- EXERCISE DETAILS -
Copy verbatim the lines of the entries below that begin with the line containing "Ground black stroller" and end with the line containing "377;199;404;238", including both of those lines.

(Excerpt from the dataset)
------------------------------------

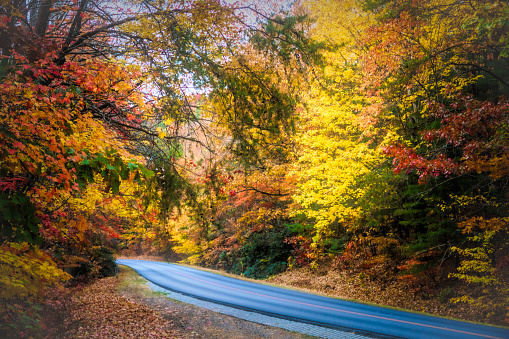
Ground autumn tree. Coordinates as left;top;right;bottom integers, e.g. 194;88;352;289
0;0;324;333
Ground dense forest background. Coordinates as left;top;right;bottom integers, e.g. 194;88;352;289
0;0;509;335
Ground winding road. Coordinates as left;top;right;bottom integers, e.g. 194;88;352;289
117;259;509;339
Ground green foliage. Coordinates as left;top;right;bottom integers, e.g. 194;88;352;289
219;230;293;279
449;231;509;317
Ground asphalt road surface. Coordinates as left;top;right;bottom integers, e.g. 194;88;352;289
117;259;509;339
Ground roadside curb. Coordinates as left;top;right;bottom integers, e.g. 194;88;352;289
147;281;373;339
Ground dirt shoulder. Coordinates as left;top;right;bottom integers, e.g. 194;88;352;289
54;266;313;339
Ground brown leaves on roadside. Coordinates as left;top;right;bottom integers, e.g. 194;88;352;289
66;277;180;339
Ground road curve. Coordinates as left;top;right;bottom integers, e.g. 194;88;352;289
117;259;509;339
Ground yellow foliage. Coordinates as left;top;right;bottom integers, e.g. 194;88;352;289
0;243;71;302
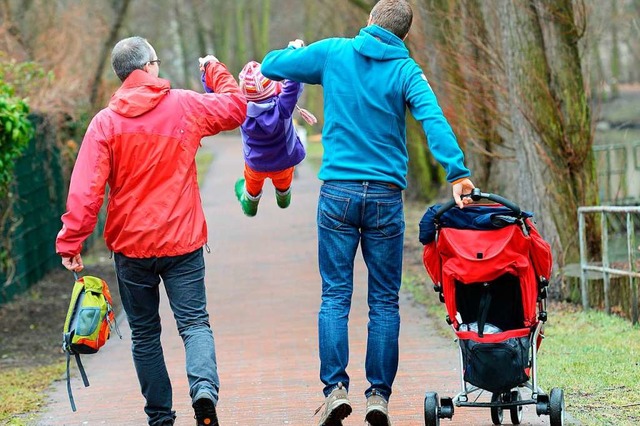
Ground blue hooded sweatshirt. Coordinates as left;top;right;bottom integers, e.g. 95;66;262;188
261;25;470;189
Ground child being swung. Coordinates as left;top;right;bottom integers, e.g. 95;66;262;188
220;61;317;216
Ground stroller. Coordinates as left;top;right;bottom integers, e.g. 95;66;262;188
420;188;564;426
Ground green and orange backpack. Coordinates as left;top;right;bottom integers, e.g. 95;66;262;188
62;272;122;411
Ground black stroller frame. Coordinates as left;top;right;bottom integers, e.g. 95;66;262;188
424;188;565;426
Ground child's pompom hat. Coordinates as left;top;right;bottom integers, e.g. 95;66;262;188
238;61;280;102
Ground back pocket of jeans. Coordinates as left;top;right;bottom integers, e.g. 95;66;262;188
318;192;349;229
377;199;404;238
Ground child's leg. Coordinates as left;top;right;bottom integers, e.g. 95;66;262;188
234;164;266;217
271;167;294;209
244;163;268;197
269;167;295;192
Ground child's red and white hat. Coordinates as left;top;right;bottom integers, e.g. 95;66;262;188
238;61;280;102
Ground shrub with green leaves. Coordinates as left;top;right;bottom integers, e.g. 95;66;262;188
0;75;34;197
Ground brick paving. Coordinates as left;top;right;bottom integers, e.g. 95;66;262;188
37;135;548;426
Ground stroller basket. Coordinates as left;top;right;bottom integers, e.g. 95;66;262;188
420;188;564;426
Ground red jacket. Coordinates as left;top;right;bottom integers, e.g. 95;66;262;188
56;63;247;258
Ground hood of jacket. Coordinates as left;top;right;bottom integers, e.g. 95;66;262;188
353;25;409;61
109;70;171;117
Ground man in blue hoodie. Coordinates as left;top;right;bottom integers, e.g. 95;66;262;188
262;0;474;426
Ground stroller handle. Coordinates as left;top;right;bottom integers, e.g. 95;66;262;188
434;188;522;222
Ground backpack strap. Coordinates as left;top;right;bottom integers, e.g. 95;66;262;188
64;334;89;411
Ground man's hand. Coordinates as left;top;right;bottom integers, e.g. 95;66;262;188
452;178;475;208
198;55;220;71
287;38;304;49
62;254;84;272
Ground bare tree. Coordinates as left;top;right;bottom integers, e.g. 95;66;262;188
89;0;130;109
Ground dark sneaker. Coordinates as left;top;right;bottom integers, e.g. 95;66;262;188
193;397;218;426
316;383;351;426
276;188;291;209
364;390;391;426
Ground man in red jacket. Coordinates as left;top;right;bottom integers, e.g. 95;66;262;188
56;37;246;426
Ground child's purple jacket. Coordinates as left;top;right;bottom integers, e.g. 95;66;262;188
240;80;305;172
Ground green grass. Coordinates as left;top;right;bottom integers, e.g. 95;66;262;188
0;362;65;426
539;305;640;425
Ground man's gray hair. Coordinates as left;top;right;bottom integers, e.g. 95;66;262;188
370;0;413;39
111;36;154;81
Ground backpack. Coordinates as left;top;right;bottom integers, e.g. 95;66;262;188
62;272;122;411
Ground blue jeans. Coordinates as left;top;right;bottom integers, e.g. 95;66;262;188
114;248;220;425
317;181;405;400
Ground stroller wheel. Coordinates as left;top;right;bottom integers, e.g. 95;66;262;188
549;388;564;426
424;392;440;426
509;390;522;425
491;393;504;425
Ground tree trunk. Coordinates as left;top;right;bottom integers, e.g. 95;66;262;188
498;0;597;296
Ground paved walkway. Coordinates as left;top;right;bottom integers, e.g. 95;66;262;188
38;135;548;426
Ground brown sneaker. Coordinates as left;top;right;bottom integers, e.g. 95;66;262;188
316;383;351;426
193;397;218;426
364;390;391;426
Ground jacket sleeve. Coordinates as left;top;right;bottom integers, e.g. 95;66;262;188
404;61;471;182
56;117;111;257
278;80;302;118
198;62;247;136
260;39;332;84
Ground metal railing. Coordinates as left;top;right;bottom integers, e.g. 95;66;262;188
578;206;640;324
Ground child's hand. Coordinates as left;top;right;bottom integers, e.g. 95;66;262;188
198;55;220;71
287;38;304;49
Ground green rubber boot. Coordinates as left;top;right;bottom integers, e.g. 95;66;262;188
276;188;291;209
235;178;262;217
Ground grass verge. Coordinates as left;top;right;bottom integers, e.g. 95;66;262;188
0;362;65;426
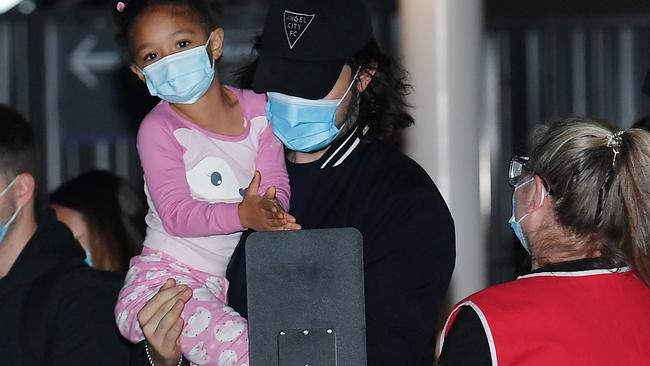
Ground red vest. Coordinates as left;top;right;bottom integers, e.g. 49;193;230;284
443;270;650;366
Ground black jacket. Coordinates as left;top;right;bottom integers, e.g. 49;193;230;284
228;126;455;366
0;210;130;366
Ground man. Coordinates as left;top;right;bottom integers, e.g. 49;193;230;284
0;105;129;366
229;0;455;366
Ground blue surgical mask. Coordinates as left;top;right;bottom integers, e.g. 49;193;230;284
0;177;22;242
266;69;360;152
141;35;214;104
508;178;546;255
508;178;534;255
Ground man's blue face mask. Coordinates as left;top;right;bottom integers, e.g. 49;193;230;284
508;178;546;255
266;68;361;152
0;177;22;243
141;35;214;104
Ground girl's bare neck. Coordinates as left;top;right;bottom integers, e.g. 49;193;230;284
171;79;245;136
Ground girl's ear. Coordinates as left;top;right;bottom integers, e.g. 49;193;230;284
357;68;377;93
129;64;144;81
209;28;224;60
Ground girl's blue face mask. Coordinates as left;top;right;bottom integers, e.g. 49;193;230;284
0;177;23;242
266;68;361;152
141;35;214;104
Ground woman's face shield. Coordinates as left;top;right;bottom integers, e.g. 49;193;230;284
508;156;553;195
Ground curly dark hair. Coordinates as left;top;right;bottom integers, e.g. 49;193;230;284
236;35;413;142
112;0;223;58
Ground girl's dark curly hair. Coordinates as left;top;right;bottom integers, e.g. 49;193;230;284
112;0;223;59
236;35;413;142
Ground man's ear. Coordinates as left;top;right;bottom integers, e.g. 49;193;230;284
208;28;224;61
14;173;36;206
129;64;144;81
533;175;548;211
357;67;377;93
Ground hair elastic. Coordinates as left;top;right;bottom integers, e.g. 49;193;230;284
607;130;625;166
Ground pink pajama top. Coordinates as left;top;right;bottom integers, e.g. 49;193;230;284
138;88;290;276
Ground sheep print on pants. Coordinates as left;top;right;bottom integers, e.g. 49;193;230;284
115;247;248;366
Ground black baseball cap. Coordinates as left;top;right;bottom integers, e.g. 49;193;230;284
253;0;373;99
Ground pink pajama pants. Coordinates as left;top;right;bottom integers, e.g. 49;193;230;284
115;248;248;366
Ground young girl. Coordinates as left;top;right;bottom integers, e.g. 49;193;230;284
110;0;299;365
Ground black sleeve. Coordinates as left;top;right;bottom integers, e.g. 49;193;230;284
226;230;254;319
129;341;190;366
45;286;131;366
364;183;455;366
440;306;492;366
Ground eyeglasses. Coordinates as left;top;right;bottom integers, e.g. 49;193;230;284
508;155;553;195
508;156;532;188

------------------------------------

- THE ANSWER -
Ground black stroller frame. Coordinates as left;top;right;bottom integers, e.g. 95;66;262;188
424;188;565;426
Ground child's pompom hat. Coordinates as left;top;right;bottom integers, e.g. 95;66;262;188
238;61;280;102
Ground back pocket of jeans. Coordinates as left;top;right;bottom integers, e.g. 95;66;262;188
318;192;349;229
377;199;404;238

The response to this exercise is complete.